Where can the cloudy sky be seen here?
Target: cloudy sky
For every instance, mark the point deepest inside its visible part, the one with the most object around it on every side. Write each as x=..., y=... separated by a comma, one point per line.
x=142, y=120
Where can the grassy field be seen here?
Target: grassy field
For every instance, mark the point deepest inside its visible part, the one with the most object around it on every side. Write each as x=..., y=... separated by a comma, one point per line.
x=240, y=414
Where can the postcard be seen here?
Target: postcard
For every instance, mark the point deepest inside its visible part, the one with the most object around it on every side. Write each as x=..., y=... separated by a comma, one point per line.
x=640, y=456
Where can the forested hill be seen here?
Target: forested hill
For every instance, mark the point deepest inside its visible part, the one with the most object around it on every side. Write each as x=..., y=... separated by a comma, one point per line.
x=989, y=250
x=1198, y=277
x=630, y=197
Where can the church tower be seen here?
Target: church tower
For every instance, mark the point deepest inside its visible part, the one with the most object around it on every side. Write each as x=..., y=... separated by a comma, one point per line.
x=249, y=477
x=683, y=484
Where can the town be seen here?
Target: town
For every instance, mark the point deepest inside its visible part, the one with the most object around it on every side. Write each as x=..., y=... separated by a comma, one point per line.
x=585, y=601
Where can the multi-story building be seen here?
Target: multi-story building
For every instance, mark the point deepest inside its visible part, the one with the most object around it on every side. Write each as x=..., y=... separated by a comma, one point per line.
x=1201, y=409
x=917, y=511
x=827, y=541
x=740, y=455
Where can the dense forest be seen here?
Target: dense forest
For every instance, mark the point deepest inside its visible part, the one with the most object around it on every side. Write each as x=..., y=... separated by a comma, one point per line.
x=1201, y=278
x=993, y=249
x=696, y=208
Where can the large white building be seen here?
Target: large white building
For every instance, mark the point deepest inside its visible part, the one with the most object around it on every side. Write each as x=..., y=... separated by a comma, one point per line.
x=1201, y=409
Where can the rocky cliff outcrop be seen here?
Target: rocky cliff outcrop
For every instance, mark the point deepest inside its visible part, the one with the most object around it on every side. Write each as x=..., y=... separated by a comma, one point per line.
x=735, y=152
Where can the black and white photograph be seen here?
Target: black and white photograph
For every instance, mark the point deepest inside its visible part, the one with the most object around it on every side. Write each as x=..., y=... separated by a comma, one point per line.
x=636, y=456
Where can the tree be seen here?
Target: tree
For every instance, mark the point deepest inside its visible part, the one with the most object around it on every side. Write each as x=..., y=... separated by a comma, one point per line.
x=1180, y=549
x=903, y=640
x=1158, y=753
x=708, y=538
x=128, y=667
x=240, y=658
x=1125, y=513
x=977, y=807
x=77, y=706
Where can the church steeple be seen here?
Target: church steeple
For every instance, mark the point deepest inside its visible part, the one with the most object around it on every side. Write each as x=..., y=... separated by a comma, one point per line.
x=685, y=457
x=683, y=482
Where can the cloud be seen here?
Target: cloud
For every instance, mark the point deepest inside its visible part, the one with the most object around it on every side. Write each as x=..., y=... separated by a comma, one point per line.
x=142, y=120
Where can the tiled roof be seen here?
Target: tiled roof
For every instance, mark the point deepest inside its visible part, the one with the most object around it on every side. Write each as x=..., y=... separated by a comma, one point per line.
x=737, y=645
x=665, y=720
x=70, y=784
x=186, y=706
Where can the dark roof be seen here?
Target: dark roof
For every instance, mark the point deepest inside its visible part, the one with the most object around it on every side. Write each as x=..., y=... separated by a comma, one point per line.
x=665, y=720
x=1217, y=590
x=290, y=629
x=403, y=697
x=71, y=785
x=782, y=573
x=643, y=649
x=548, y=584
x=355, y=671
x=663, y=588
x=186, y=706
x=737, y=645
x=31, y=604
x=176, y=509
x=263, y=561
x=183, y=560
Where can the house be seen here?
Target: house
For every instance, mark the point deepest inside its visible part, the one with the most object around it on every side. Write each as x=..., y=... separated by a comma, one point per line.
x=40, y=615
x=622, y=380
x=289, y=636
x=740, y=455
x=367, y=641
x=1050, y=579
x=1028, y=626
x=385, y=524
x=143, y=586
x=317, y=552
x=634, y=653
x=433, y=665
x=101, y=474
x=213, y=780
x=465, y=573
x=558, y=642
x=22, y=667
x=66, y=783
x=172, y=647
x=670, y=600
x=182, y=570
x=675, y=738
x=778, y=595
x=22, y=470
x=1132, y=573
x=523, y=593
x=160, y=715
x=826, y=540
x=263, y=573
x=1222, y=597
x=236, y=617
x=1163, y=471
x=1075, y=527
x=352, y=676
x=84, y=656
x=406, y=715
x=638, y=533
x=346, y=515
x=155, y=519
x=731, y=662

---

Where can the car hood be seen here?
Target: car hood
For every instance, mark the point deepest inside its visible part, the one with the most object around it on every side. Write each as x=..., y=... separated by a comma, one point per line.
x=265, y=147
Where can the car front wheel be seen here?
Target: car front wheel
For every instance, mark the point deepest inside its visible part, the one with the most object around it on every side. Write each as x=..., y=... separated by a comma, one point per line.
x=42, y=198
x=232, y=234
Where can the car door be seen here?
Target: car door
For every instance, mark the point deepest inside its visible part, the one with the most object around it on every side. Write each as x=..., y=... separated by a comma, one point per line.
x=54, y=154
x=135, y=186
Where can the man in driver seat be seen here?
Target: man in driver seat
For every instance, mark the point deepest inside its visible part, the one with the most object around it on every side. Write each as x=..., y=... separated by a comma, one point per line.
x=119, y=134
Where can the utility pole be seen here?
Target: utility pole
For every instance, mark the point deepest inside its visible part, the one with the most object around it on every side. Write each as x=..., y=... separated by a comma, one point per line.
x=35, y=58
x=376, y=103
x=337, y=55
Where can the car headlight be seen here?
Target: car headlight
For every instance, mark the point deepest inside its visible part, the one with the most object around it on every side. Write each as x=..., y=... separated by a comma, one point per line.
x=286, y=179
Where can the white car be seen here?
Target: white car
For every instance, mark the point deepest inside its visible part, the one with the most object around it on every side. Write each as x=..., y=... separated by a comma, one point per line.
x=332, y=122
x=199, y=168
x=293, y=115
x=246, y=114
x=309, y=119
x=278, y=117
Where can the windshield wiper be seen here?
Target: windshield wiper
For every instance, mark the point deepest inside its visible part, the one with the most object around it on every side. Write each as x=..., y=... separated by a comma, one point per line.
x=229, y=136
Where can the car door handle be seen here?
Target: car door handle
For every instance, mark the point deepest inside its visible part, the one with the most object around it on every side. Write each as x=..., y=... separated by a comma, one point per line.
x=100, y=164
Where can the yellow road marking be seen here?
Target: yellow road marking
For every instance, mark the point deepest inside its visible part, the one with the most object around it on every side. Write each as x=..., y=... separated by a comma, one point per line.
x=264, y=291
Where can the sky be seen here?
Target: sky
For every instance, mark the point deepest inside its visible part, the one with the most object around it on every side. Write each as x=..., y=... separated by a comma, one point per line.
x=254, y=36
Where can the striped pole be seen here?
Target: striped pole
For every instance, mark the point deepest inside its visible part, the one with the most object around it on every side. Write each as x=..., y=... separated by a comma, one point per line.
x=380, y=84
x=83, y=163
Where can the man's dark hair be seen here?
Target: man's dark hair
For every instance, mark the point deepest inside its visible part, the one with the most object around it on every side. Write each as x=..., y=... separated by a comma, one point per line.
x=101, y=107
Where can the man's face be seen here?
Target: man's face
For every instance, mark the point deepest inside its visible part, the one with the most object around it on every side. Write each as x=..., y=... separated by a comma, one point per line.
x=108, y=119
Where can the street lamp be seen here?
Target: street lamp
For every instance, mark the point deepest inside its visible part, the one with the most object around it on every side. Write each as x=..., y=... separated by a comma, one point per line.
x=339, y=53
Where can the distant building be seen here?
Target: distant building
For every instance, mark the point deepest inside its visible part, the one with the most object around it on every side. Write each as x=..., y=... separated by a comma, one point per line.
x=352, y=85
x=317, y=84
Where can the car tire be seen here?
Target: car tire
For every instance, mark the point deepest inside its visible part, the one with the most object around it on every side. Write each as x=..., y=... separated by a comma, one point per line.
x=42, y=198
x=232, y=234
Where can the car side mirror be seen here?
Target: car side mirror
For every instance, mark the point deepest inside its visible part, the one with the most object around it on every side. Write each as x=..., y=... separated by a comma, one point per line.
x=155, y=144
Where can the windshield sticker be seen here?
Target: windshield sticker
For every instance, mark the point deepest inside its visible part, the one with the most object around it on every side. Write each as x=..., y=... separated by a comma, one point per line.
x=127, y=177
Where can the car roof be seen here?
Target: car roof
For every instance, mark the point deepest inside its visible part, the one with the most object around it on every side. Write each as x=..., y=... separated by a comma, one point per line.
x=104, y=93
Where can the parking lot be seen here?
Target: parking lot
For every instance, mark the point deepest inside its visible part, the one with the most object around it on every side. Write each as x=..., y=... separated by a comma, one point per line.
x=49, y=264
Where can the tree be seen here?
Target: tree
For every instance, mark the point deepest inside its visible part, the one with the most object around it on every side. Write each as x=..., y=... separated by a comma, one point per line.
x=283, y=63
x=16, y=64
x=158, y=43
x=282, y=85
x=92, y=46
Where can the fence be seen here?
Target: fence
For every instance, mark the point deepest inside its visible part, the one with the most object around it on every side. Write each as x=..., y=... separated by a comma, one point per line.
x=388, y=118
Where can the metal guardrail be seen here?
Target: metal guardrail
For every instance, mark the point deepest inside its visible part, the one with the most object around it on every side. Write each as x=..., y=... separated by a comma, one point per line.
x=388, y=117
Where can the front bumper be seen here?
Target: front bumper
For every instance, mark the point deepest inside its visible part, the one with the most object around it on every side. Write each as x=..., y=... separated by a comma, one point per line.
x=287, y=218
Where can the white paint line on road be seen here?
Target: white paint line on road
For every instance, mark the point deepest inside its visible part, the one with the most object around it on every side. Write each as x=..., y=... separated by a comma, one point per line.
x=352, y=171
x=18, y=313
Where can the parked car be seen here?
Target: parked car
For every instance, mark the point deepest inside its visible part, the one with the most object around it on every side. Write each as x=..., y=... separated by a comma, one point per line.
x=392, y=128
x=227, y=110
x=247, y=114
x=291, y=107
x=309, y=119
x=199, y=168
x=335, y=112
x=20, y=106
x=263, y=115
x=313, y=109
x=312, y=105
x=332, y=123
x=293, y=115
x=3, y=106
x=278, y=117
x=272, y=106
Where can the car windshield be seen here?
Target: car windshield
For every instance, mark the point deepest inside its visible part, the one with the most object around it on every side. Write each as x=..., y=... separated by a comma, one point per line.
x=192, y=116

--

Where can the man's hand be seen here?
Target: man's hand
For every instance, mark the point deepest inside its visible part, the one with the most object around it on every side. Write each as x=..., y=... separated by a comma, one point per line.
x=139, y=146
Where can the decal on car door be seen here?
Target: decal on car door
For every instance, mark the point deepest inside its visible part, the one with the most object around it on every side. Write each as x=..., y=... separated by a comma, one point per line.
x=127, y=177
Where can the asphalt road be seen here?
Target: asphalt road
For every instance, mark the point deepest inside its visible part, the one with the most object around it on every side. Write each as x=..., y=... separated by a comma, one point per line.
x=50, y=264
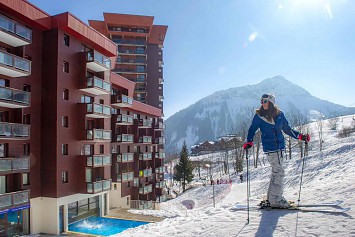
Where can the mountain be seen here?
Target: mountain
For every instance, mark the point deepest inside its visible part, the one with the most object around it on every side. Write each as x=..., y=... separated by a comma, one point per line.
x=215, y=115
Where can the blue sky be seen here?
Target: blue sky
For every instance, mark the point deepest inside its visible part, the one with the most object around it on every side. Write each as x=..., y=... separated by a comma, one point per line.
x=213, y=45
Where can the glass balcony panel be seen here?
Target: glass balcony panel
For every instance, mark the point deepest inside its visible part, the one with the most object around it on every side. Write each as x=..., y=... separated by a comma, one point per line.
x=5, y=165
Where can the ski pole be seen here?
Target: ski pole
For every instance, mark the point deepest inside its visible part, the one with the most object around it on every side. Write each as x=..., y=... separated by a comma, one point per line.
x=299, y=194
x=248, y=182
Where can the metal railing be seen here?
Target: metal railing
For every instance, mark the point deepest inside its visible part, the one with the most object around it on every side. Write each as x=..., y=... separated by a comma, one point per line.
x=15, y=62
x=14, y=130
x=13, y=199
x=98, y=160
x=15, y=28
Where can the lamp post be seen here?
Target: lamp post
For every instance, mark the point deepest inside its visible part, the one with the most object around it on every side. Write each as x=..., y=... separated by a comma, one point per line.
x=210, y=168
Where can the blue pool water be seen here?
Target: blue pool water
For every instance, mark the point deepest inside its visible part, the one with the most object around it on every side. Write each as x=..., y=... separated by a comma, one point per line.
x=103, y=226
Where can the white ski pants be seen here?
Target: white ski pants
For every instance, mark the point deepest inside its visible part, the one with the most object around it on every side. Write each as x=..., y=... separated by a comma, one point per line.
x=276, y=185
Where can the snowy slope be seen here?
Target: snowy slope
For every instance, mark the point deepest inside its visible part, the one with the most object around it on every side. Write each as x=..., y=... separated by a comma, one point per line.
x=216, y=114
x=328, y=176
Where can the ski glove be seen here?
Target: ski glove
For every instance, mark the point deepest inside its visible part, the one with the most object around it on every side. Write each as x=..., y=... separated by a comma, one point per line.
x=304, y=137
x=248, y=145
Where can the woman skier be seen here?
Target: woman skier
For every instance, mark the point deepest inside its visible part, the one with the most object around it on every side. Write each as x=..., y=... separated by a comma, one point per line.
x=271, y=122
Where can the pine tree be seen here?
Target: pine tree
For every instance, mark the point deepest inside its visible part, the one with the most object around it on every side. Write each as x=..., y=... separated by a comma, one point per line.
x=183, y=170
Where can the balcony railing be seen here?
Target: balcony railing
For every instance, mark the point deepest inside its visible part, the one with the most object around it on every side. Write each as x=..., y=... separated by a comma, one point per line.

TASK STATEMENT. Using the entries above, give again exactly the lines from the line holding "Target: glass balcony panel" through the line holding "Target: ski pole". Include both end lines and nothing else.

EXERCISE ANSWER.
Target: glass balcony panel
For every instance, mark the point deepest inside its visible part, the one with the most object around it on every side. Write each as x=..., y=... separated by a comma, one point per line.
x=5, y=165
Where can the ski pole be seen here?
Target: ski pole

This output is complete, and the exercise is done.